Transcribe exactly the line containing "the white window" plus every later line in the data.
(RECORDS FOR THIS EXERCISE Opens)
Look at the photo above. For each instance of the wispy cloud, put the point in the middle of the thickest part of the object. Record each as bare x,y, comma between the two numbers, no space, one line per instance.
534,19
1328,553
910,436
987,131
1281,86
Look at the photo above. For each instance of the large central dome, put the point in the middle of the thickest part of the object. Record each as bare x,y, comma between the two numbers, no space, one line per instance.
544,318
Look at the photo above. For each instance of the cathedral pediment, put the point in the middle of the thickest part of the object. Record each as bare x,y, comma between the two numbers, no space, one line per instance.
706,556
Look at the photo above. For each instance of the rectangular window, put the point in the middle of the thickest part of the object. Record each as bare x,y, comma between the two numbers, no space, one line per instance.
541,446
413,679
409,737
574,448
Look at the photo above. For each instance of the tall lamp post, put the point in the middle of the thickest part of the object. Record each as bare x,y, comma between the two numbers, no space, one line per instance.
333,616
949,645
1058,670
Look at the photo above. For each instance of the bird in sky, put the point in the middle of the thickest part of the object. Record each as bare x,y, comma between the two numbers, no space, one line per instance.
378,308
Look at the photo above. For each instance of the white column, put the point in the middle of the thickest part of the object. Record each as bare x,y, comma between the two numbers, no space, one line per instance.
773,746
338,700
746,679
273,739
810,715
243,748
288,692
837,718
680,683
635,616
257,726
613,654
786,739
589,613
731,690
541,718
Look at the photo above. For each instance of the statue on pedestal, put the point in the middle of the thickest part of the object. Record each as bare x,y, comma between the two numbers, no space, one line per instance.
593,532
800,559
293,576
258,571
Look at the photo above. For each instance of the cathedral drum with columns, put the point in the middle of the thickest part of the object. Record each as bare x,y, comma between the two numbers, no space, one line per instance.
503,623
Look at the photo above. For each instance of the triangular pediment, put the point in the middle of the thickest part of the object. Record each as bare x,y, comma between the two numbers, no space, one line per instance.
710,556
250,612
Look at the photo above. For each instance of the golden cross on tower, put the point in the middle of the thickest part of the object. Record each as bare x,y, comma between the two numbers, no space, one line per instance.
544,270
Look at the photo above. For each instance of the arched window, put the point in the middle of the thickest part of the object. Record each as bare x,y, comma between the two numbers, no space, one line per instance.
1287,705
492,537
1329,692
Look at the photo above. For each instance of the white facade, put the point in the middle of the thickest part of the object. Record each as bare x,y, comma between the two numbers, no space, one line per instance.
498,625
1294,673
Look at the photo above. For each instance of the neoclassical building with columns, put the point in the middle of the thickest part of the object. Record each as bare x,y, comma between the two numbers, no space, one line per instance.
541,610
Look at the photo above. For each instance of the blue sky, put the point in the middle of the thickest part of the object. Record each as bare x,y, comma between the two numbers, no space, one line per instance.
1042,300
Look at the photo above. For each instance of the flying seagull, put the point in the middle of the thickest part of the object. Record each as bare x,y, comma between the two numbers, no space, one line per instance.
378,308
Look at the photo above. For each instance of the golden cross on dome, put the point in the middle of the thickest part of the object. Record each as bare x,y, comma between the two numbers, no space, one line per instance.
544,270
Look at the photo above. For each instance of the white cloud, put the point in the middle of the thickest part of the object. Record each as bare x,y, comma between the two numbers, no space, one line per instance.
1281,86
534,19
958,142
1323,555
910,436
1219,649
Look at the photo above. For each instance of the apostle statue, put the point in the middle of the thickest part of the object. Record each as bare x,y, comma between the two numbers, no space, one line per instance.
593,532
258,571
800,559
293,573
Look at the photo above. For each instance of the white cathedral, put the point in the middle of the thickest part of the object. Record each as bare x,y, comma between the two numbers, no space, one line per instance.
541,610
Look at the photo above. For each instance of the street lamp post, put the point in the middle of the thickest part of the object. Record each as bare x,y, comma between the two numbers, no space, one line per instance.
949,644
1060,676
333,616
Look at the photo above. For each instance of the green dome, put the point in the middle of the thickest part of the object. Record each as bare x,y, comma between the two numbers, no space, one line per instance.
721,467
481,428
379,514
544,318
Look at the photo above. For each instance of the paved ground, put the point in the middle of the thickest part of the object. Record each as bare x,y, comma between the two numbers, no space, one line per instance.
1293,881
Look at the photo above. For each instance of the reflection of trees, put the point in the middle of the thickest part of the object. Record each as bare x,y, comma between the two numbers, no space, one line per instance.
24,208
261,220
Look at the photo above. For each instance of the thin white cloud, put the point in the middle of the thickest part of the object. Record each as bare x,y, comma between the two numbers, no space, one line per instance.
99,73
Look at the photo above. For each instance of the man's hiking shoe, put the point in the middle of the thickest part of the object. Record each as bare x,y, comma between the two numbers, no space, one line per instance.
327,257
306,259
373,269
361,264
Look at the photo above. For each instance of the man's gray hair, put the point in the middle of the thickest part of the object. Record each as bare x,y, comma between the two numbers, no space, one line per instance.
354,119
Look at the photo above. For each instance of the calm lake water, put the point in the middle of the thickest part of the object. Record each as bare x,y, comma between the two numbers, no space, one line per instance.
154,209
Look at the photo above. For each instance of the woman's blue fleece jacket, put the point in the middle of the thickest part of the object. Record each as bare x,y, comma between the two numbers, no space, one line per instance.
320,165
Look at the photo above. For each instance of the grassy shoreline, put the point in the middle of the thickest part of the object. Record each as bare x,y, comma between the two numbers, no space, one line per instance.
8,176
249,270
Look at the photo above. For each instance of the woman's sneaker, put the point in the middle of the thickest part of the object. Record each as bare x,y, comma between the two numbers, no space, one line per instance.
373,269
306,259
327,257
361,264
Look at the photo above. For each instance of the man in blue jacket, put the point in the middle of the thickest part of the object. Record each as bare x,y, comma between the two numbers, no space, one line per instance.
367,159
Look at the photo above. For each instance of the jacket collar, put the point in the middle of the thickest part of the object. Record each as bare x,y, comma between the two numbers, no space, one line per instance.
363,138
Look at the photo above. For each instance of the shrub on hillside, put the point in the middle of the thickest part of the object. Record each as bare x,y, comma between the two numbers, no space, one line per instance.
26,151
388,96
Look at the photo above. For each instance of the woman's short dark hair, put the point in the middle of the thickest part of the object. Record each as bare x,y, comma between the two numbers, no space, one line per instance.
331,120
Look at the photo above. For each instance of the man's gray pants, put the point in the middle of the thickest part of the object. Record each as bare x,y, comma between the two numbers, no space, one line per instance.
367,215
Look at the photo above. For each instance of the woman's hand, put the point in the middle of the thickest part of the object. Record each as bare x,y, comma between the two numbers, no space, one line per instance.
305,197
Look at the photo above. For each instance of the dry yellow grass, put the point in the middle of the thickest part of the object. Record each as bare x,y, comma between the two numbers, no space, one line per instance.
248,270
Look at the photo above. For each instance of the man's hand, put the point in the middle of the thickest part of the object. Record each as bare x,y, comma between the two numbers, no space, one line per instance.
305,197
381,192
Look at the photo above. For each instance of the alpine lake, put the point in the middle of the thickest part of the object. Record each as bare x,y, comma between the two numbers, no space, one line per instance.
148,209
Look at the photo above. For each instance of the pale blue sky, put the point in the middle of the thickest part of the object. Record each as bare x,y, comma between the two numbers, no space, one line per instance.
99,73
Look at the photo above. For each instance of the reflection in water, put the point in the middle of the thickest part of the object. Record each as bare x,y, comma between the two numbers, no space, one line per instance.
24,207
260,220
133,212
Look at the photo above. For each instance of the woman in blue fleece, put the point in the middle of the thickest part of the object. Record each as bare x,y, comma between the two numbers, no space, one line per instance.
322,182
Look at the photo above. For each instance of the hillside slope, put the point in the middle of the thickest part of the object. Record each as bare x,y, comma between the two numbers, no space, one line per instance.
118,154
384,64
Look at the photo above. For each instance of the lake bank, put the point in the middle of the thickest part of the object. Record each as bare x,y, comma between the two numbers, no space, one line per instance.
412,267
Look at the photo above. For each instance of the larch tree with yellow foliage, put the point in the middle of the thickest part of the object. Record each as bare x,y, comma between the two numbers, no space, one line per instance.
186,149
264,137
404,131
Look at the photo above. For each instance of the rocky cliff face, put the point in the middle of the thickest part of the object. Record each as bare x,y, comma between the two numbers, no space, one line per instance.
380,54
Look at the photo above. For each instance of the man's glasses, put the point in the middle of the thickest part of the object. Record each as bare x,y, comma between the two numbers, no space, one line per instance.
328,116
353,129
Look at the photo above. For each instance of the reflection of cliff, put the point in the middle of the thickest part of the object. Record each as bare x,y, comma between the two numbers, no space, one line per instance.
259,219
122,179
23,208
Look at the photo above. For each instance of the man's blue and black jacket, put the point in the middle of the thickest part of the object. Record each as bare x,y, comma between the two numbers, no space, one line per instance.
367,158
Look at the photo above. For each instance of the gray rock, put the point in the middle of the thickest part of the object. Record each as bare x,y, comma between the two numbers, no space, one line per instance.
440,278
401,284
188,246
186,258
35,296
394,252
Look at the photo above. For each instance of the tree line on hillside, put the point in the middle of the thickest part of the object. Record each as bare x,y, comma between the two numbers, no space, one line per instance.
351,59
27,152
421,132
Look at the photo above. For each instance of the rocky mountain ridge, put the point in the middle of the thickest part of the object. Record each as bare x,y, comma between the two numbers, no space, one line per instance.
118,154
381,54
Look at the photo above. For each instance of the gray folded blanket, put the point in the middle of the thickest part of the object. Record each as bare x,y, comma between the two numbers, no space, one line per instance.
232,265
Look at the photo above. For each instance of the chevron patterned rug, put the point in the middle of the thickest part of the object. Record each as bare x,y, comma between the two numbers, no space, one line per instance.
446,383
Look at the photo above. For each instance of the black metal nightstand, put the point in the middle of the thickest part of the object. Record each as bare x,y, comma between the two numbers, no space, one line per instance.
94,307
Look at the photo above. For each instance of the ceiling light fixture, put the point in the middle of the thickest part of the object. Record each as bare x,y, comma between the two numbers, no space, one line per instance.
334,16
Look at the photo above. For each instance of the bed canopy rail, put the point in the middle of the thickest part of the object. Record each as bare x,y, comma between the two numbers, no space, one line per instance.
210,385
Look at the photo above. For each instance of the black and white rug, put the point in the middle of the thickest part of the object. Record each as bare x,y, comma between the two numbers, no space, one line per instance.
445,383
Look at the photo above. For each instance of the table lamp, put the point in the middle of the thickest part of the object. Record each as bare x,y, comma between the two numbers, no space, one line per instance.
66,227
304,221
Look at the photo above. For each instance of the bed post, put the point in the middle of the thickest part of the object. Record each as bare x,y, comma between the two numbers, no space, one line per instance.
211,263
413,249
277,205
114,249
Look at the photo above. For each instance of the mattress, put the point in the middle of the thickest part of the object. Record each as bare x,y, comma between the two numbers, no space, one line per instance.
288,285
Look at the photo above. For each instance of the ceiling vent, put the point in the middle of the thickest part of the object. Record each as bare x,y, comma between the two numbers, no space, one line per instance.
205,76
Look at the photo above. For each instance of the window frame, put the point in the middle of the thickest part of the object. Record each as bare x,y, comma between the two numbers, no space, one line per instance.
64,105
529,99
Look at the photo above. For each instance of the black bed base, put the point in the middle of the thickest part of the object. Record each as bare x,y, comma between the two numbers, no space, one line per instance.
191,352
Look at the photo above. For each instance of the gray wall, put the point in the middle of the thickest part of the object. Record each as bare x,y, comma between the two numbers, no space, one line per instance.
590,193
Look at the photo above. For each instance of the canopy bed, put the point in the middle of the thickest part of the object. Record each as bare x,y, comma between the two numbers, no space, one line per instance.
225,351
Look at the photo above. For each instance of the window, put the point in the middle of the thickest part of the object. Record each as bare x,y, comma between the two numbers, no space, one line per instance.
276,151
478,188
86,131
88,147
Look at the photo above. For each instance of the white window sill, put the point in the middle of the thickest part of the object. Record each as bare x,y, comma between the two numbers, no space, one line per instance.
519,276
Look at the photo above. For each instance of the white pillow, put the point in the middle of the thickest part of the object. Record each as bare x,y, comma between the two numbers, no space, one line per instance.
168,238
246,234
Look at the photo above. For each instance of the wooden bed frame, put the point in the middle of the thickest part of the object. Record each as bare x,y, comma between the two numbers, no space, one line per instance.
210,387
(RECORDS FOR THIS EXERCISE Closes)
• OUTPUT
Look at the photo above. For each instance of the white window sill, put the point in the middle of the thickest part of the object. Record each as bare x,y, comma between the two numbers, no space, one line per instance.
519,276
Look at the photo above. For each instance of the white pillow, put the point in the middle of the thickest part of the object. Record each as bare x,y, comma between the two numbers, no space, one line per instance.
168,238
246,234
Look at the photo above. For each instance of the wooden bed frame, put the point in the middle of the thickest part of the object. Record each as bare x,y, comma between the two numbers, no space, one line per instance.
210,387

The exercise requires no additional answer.